>> START Input rows
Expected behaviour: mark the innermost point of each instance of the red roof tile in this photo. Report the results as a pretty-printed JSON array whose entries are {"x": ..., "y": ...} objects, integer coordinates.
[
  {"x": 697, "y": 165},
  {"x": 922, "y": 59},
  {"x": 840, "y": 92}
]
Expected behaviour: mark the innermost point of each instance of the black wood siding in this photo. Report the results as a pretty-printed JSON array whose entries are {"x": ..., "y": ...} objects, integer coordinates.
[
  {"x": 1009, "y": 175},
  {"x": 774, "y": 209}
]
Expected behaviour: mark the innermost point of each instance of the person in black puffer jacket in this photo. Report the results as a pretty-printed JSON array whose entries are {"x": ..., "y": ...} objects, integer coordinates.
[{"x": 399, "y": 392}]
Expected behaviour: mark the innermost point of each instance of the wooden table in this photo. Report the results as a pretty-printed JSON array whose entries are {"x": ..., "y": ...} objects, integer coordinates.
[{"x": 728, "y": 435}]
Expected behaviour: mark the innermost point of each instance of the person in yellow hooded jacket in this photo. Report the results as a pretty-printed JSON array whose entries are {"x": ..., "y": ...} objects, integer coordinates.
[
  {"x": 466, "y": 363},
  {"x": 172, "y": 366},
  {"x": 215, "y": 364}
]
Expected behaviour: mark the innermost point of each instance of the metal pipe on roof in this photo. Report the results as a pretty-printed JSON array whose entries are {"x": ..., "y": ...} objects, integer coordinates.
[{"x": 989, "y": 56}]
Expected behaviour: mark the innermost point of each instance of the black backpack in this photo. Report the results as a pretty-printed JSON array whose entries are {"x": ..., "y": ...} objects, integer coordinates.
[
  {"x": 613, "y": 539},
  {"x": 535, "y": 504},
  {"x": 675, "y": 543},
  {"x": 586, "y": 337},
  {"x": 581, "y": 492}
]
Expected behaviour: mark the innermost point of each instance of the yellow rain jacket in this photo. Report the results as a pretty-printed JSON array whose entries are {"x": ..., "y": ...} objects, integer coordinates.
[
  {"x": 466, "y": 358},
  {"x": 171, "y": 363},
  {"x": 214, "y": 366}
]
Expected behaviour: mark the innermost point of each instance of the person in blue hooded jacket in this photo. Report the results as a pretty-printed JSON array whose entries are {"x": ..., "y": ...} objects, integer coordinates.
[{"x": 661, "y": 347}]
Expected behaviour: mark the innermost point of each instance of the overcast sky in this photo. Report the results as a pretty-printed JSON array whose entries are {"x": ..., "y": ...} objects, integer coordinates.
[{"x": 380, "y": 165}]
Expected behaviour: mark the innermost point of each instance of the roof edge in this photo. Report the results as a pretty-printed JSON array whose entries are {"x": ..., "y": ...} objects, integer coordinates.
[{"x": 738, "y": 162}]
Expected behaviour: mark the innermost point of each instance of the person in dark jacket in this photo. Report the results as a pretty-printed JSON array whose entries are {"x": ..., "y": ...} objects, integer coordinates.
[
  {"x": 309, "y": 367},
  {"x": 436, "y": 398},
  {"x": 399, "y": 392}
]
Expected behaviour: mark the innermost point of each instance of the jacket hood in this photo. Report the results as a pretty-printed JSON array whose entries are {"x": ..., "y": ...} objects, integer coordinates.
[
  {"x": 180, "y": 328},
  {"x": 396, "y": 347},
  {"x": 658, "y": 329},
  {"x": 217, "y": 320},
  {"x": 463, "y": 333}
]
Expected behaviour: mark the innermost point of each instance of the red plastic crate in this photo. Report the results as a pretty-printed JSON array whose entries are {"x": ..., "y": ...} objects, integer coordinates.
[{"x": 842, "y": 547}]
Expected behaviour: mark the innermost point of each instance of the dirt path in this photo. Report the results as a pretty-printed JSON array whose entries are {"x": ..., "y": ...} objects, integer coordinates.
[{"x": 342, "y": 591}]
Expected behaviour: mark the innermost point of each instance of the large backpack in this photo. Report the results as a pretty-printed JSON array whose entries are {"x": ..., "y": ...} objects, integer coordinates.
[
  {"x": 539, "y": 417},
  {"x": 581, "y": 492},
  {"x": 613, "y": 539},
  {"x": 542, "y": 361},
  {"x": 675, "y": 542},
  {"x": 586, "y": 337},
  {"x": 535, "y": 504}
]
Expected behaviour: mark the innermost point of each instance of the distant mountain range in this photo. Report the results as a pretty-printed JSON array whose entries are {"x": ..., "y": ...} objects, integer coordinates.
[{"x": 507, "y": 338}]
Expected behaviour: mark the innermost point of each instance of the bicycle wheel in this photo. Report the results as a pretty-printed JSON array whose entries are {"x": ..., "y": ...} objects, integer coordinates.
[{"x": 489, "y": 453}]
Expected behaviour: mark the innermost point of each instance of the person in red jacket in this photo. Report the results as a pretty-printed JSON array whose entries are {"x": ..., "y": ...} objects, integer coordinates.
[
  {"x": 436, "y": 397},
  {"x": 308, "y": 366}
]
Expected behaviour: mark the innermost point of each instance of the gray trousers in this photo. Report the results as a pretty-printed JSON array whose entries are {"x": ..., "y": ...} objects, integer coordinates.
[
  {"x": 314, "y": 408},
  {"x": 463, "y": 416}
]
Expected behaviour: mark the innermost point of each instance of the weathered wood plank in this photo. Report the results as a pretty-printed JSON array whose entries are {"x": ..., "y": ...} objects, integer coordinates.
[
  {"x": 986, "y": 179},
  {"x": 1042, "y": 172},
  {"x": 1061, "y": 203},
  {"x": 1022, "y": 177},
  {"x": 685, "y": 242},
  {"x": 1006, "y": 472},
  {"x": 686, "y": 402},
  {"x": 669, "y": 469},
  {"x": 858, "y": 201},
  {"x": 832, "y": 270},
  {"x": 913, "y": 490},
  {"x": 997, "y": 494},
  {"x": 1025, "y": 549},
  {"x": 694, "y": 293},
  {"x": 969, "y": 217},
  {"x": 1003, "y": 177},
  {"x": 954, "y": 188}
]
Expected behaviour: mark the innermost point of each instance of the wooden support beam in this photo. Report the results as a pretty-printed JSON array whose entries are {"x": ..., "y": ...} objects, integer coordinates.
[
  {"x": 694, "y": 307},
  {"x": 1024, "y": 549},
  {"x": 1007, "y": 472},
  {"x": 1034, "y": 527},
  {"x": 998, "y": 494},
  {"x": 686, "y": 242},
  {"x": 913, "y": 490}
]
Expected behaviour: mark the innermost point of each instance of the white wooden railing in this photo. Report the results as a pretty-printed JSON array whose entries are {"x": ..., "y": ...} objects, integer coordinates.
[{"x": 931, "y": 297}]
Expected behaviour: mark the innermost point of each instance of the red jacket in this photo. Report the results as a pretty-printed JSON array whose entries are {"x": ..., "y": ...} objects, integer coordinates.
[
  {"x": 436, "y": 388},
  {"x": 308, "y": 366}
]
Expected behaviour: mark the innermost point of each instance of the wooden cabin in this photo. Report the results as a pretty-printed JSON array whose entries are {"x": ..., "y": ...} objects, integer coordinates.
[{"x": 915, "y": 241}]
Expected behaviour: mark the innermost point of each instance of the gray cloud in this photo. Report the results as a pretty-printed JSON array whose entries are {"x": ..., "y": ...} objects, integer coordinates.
>> END Input rows
>> START Input rows
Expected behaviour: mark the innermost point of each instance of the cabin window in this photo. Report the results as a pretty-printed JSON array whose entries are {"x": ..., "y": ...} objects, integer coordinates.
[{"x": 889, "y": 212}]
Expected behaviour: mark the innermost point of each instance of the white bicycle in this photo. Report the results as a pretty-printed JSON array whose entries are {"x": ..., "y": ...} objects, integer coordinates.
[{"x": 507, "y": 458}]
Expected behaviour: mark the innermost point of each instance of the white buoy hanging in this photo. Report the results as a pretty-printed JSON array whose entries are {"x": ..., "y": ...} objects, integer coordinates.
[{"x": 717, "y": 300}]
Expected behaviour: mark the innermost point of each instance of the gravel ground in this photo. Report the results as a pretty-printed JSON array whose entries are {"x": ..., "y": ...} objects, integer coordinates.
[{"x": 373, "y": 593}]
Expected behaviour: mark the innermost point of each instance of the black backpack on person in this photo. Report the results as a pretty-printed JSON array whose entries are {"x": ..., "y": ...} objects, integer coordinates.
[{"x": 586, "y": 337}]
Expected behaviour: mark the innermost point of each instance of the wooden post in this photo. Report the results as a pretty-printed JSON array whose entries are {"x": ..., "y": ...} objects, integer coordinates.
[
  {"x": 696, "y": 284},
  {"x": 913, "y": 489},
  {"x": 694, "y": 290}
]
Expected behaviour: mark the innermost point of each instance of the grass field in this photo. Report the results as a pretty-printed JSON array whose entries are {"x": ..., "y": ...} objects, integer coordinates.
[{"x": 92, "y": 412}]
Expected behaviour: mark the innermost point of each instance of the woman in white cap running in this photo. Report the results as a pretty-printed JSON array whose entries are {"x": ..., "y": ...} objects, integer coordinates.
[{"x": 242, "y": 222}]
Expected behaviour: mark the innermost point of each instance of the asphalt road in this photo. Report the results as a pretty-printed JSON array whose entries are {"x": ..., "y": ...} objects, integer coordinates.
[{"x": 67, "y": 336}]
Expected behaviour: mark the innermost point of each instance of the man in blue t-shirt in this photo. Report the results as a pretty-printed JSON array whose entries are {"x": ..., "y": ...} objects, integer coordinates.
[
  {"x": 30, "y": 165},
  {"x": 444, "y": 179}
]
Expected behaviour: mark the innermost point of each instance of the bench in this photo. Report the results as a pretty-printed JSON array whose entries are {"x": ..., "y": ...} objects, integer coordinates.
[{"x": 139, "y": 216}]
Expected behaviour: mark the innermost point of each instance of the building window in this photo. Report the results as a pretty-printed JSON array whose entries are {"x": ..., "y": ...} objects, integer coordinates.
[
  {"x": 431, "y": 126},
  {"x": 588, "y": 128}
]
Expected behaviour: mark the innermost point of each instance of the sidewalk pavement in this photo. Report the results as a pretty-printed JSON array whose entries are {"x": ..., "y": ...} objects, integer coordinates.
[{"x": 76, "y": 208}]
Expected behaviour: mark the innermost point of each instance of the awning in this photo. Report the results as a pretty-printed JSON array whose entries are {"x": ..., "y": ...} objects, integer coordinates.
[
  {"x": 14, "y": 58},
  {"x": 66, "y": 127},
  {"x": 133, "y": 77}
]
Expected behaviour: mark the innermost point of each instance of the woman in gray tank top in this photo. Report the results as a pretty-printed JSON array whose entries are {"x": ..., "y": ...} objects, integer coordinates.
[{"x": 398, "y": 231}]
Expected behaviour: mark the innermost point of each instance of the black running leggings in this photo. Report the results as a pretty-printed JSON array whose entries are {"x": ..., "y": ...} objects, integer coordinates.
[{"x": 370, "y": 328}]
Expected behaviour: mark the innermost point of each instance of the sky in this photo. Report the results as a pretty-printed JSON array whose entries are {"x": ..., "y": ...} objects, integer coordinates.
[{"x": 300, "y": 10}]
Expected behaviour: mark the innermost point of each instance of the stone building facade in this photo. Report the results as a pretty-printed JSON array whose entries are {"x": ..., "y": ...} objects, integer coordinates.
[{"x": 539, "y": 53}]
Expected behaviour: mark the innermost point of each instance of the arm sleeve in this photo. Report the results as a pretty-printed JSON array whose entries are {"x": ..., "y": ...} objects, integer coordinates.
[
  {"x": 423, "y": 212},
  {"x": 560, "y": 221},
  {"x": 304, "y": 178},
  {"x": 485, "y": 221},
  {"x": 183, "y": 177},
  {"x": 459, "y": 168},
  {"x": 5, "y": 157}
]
>> END Input rows
Task objective: Collect each line of the items above that contains the word "distant".

Final result:
Expected behaviour: mark the innermost point of each instance of the distant mountain range in this photo. Report the results as a pretty-printed JSON array whose entries are {"x": ..., "y": ...} objects, integer coordinates.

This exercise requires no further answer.